OBJECTIVE
Quote the data between the line containing "Capability: given any image, detect where the lamp" and the line containing "[[449, 251, 467, 269]]", inclusive, reproducing those lines word for word.

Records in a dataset
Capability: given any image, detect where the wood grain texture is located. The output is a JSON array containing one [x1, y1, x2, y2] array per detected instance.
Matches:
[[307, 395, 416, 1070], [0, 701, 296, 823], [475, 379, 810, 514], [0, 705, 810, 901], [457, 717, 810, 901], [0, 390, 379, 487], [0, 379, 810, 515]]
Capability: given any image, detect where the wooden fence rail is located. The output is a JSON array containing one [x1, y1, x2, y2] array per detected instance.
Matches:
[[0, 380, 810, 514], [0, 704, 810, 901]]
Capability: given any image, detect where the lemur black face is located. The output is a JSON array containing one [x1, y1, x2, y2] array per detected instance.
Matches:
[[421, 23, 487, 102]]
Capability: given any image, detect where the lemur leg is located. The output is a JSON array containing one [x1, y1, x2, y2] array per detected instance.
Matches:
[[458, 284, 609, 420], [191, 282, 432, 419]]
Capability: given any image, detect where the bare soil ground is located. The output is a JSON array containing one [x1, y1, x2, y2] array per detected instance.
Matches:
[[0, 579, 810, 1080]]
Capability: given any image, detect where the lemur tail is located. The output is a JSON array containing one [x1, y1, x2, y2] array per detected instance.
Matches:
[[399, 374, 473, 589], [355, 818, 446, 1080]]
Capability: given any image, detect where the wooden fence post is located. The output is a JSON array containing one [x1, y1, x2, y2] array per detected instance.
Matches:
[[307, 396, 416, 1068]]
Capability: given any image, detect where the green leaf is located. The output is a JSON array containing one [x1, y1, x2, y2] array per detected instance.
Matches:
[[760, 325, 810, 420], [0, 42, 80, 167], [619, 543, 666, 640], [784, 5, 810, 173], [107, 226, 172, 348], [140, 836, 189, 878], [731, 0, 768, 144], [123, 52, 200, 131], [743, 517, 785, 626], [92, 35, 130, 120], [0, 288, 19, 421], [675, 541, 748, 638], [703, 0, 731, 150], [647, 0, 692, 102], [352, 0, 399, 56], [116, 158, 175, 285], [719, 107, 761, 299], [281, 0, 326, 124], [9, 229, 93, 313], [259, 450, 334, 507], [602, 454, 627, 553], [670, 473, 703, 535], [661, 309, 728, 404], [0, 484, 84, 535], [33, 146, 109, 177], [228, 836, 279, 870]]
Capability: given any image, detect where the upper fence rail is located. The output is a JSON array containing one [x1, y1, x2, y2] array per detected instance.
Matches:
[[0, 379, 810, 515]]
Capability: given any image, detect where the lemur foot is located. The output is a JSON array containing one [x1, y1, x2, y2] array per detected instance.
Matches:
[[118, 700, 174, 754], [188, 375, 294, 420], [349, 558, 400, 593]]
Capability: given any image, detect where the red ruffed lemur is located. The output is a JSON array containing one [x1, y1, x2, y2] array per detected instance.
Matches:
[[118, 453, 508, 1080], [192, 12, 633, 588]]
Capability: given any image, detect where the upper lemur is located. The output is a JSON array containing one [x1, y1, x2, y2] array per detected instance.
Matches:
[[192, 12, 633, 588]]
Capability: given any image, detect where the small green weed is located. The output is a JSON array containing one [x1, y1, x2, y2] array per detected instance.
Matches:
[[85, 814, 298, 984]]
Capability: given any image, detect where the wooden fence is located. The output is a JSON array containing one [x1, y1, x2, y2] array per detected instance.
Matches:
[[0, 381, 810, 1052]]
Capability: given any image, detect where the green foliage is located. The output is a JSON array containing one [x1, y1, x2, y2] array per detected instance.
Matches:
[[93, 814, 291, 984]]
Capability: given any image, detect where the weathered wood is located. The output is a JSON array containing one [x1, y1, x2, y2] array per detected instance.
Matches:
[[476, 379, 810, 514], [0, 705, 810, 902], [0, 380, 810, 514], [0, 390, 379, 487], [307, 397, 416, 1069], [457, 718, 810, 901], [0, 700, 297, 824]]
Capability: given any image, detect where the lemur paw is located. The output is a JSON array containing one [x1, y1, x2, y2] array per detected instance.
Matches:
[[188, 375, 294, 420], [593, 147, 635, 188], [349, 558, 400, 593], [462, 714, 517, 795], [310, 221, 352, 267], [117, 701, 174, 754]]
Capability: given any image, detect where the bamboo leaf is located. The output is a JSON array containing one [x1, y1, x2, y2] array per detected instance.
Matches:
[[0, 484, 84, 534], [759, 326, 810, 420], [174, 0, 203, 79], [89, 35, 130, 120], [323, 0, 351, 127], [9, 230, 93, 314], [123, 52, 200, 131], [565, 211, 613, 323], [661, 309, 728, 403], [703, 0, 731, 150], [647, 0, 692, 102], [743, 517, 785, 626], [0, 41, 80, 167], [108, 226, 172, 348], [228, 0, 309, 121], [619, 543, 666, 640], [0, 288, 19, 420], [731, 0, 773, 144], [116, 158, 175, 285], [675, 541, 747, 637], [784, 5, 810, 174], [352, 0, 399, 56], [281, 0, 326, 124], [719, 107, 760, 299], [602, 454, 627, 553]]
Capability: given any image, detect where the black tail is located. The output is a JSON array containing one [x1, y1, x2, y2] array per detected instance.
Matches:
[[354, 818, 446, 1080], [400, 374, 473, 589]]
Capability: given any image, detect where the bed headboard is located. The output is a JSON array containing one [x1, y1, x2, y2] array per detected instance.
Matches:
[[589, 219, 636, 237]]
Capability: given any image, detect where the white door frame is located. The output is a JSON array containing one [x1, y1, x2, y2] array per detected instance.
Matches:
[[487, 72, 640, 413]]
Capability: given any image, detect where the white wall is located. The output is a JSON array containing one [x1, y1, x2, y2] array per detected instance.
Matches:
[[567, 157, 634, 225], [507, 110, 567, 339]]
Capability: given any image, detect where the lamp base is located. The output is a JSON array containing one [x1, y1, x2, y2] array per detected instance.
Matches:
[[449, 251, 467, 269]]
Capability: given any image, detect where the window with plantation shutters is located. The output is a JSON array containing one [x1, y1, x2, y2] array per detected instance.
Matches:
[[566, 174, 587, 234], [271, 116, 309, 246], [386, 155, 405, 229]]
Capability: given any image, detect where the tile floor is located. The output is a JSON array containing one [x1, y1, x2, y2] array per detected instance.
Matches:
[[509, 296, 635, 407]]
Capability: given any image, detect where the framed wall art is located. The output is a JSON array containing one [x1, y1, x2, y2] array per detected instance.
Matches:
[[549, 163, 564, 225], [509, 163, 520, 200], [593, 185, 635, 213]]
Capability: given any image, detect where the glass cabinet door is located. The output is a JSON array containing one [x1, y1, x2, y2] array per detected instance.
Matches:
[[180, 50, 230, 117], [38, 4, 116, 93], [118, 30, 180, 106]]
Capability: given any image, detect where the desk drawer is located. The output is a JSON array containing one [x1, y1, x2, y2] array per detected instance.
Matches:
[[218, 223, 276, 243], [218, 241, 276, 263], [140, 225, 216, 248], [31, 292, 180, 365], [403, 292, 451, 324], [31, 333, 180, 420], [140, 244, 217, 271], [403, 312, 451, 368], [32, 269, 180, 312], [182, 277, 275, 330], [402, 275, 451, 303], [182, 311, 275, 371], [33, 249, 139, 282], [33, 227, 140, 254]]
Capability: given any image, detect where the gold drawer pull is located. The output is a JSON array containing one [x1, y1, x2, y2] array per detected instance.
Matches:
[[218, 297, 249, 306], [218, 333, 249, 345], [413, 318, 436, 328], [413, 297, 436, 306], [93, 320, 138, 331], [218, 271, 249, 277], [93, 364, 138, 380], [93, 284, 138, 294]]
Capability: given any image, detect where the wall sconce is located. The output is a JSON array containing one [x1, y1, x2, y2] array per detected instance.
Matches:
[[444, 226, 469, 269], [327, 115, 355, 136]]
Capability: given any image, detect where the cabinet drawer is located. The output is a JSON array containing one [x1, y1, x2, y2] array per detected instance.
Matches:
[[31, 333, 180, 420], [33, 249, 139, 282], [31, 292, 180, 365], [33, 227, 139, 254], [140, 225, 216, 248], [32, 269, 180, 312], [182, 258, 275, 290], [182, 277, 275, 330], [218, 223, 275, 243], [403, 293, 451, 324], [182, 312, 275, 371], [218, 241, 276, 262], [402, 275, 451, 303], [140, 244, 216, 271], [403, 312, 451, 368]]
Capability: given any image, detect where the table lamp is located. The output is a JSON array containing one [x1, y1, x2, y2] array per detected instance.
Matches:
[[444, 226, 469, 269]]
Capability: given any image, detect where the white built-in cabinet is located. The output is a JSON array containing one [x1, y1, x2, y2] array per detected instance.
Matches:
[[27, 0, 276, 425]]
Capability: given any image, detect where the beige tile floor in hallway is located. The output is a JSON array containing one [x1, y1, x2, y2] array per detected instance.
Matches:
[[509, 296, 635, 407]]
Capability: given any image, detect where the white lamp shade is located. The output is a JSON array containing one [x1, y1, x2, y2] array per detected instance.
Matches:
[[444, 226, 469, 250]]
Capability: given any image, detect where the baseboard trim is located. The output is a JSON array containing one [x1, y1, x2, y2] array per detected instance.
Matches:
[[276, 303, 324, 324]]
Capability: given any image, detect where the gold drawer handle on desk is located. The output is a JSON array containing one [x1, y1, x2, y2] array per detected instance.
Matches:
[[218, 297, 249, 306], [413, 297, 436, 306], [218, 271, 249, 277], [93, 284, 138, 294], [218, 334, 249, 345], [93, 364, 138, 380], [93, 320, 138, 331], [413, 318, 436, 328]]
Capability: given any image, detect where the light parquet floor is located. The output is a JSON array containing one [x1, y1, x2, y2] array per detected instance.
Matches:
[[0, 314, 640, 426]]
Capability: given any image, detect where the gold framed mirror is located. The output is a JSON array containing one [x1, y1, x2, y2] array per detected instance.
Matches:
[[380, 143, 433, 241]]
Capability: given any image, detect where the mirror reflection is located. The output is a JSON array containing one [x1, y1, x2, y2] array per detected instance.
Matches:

WRITTEN RESPONSE
Capability: given any image, detect where the lamp base is located. The output is a JSON array containing one [x1, y1, x2, y2] array per detected instance.
Matches:
[[449, 251, 467, 269]]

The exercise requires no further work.